**Entries from an annotation dataset:**
╔══

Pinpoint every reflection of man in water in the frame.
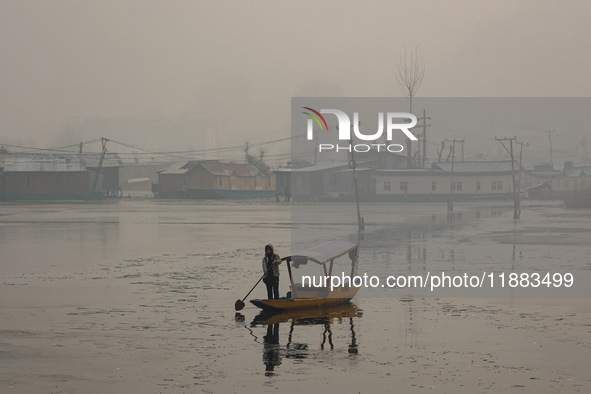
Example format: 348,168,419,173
263,244,281,300
263,323,281,376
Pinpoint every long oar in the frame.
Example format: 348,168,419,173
234,259,283,311
234,271,267,311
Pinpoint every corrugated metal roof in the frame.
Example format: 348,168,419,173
0,152,123,171
79,152,123,167
291,161,360,172
158,163,189,175
564,166,591,178
0,157,86,172
198,161,259,176
433,160,519,173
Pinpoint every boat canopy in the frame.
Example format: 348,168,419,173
282,240,357,265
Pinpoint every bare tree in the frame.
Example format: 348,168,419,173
396,46,425,113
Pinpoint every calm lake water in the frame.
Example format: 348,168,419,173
0,199,591,393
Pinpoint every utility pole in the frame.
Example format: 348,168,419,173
415,109,431,168
86,137,109,202
314,136,318,165
543,129,556,169
495,137,521,219
445,138,459,211
515,141,529,202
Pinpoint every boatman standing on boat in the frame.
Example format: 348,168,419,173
263,244,281,300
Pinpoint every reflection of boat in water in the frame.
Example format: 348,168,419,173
251,303,363,325
250,241,359,311
250,303,363,376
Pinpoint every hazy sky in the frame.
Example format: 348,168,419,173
0,0,591,157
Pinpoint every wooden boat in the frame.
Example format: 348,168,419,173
250,240,359,311
251,302,363,325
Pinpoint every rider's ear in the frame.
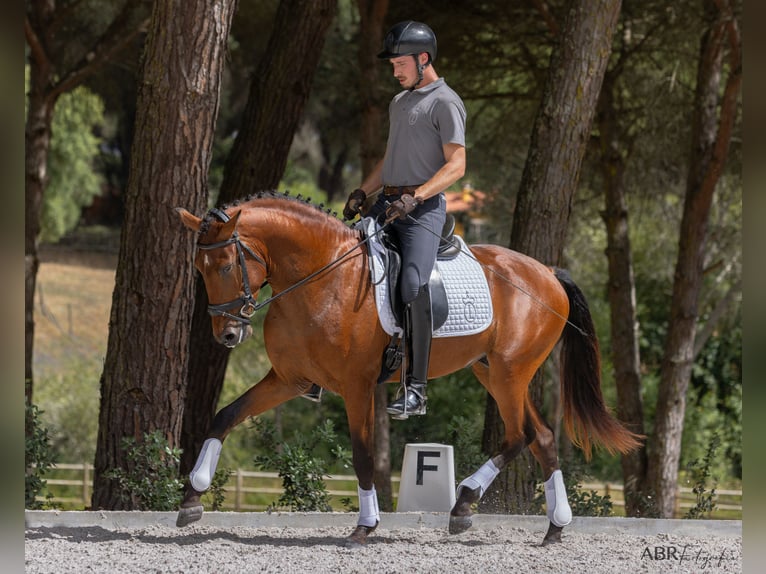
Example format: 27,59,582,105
176,207,202,231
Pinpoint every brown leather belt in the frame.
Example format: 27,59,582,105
383,185,420,199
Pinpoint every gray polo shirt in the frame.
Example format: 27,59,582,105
382,78,466,185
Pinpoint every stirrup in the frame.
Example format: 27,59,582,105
301,383,324,403
386,384,428,421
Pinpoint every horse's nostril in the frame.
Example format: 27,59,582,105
221,331,237,347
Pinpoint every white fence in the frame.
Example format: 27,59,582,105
40,463,742,519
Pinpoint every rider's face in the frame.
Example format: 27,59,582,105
389,56,418,90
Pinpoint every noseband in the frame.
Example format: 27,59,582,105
197,209,268,325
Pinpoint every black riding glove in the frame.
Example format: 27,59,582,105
343,188,367,223
386,195,423,223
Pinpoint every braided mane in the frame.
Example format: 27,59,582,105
199,189,350,235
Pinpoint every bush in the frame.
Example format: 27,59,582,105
105,430,183,511
255,419,349,512
684,434,721,519
24,401,55,510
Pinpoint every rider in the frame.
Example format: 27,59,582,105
343,20,466,419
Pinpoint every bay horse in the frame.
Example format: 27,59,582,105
176,191,641,546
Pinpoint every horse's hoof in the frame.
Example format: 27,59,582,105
345,524,378,548
540,522,564,546
176,506,204,526
449,515,473,534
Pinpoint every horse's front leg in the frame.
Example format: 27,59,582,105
344,392,380,548
176,369,300,526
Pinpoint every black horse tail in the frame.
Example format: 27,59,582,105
554,269,644,460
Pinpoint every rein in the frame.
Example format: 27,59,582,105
197,209,384,325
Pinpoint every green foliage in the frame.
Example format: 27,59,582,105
40,87,104,242
35,362,102,462
202,468,232,511
255,419,350,512
104,430,183,511
684,434,721,518
447,415,487,480
24,402,55,509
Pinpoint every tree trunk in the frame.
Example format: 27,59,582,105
24,0,149,410
480,0,621,512
24,70,55,410
181,0,337,475
92,0,236,510
598,72,650,517
649,0,742,518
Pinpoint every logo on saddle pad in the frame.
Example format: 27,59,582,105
357,217,492,337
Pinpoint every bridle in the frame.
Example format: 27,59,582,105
197,208,388,325
197,208,271,325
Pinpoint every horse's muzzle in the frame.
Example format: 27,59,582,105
216,322,253,349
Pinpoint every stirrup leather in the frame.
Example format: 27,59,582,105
386,382,428,420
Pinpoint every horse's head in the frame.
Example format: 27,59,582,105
176,207,268,348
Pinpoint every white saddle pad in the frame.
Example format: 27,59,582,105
357,217,492,337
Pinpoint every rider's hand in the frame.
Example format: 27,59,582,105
343,188,367,219
386,195,423,223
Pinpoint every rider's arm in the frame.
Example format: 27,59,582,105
414,143,465,204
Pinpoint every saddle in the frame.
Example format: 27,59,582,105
381,213,460,331
366,213,460,384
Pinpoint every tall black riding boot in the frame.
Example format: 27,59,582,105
386,285,433,420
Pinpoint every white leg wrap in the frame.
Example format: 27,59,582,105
545,470,572,527
356,485,380,528
189,438,222,492
457,459,500,498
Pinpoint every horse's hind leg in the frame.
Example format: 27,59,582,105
176,370,301,526
343,386,380,548
449,364,535,534
526,398,572,546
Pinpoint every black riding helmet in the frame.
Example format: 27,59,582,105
378,20,436,90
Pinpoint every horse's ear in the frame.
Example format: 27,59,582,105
176,207,202,231
221,210,242,237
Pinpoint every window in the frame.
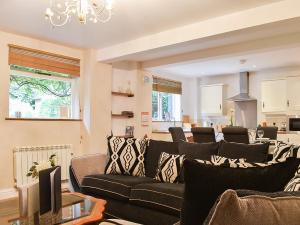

╚══

**Task to complete:**
Retype the listing above line for line, leaving out the pictures.

**Expected answer:**
Pinpoint every reflection of man in water in the frame.
Example format: 348,168,419,173
263,244,281,300
263,323,281,376
Pinpoint every long oar in the frame.
Example format: 348,168,419,173
234,259,283,311
234,271,267,311
Pinpoint every corrugated metal roof in the frame.
Example format: 348,168,419,173
0,152,123,171
79,152,123,167
291,161,360,172
158,163,189,175
564,166,591,178
0,157,86,172
198,161,259,176
433,160,519,173
Pinpoint every boat canopy in the frame.
Example format: 348,168,419,173
282,240,357,265
Pinpoint every bare tree in the frame.
Example format: 348,168,419,173
396,46,425,113
Pinpoint every calm lake water in the frame.
Example format: 348,168,419,173
0,199,591,393
Pinpoint every utility pole in the frame.
Example format: 348,168,419,173
415,109,431,168
86,137,109,202
314,136,318,165
543,129,556,169
495,137,521,219
445,138,459,211
515,141,529,202
Pinpoint every boatman standing on boat in the frame.
Example format: 348,168,419,173
263,244,281,300
Pinpoint every reflection of boat in water in the frame.
Example format: 348,168,419,173
251,303,363,325
250,241,359,311
250,303,363,376
Pinpoint every hazy sky in the frame.
Example format: 348,168,419,173
0,0,591,157
Pinpoint every wooden boat in the frame.
Example format: 348,168,419,173
250,240,359,311
251,302,363,325
Pinpoint every rider's ear in the frame.
Example format: 27,59,582,105
176,207,202,231
Pinpoint every brown leather belt in the frame.
Example format: 27,59,582,105
383,185,420,199
Pinpoint every gray polo shirt in the frame.
Example format: 27,59,582,105
382,78,466,185
Pinpoint every stirrup in the frame.
Example format: 27,59,582,105
301,383,324,403
386,384,428,421
Pinpoint every horse's nostril in the frame.
Example format: 27,59,582,105
221,331,237,347
Pinpoint every white fence in the frame.
Example format: 27,59,582,105
40,463,742,519
Pinpoint every rider's face in the frame.
Example format: 27,59,582,105
389,56,418,90
Pinpoint every noseband in the frame.
Example format: 27,59,582,105
197,209,268,325
Pinpoint every black riding glove in the frame.
Example format: 27,59,582,105
343,188,367,223
386,195,423,223
Pinpoint every braided mane in the frame.
Example format: 27,59,582,105
199,189,350,235
Pinpoint every bush in the frame.
Example format: 27,59,582,105
105,430,183,511
255,419,349,512
684,434,721,519
24,401,55,510
Pinpoint every rider in the frame.
Example format: 27,59,582,105
343,20,466,419
Pinpoint every bay horse in the frame.
Example format: 27,59,582,105
176,191,641,546
Pinpoint every horse's hoof in the frame.
Example format: 27,59,582,105
345,524,378,548
540,522,564,546
176,506,204,526
449,515,473,534
Pinpoint every horse's front leg in the frame.
Example format: 27,59,582,105
344,392,380,548
176,369,300,526
Pinpoint every black horse tail in the frame.
Example format: 27,59,582,105
554,269,644,460
Pinpoint every rein in the frame.
Example format: 27,59,582,105
197,209,384,325
Pinpoint every green foliage in the frame.
Example format: 27,59,582,105
40,87,104,242
35,362,102,462
202,468,232,511
255,419,350,512
104,430,183,511
684,434,721,518
447,415,487,480
24,402,55,509
Pinpoint every tree trunk in the frame.
Example format: 27,59,582,105
24,0,149,410
480,0,621,512
24,70,55,410
181,0,337,475
92,0,236,510
598,72,650,517
649,0,742,518
Pinpoint every logo on saddle pad in the frame.
Example format: 27,59,582,105
357,217,492,337
Pinpoint every bridle in the frame.
Example format: 27,59,582,105
197,208,388,325
197,208,271,325
Pinpoint every horse's muzzle in the frame.
Example format: 27,59,582,105
216,322,253,349
Pinpoint every stirrup leather in the frame.
Example format: 27,59,582,105
386,382,428,420
Pinpoint every horse's head in the frame.
Example format: 27,59,582,105
176,207,268,348
Pinpoint every white saddle pad in the frame.
Example format: 27,59,582,105
357,217,492,337
Pinpoint every rider's hand in the frame.
Example format: 27,59,582,105
343,188,367,219
386,195,423,223
Pinpoint every rider's arm in the frame.
Example format: 27,59,582,105
414,143,465,204
Pinpoint every saddle in the frame.
Example format: 27,59,582,105
381,213,460,331
366,213,460,384
Pinpoint every tall black riding boot in the frame.
Example format: 27,59,582,105
386,285,433,420
Pinpoint every white leg wrap in the frame.
Example format: 27,59,582,105
545,470,572,527
356,485,380,528
189,438,222,492
457,459,500,498
Pinpoint every horse's hind leg in the frame.
Example format: 27,59,582,105
176,370,301,526
343,386,380,548
449,364,535,534
526,398,572,546
Pinpoint every black riding helmet in the frame.
Example format: 27,59,582,105
378,20,436,90
Pinpoint every horse's ear in the frame.
Example format: 27,59,582,105
176,207,202,231
221,210,242,237
Pinpoint every window in the frame.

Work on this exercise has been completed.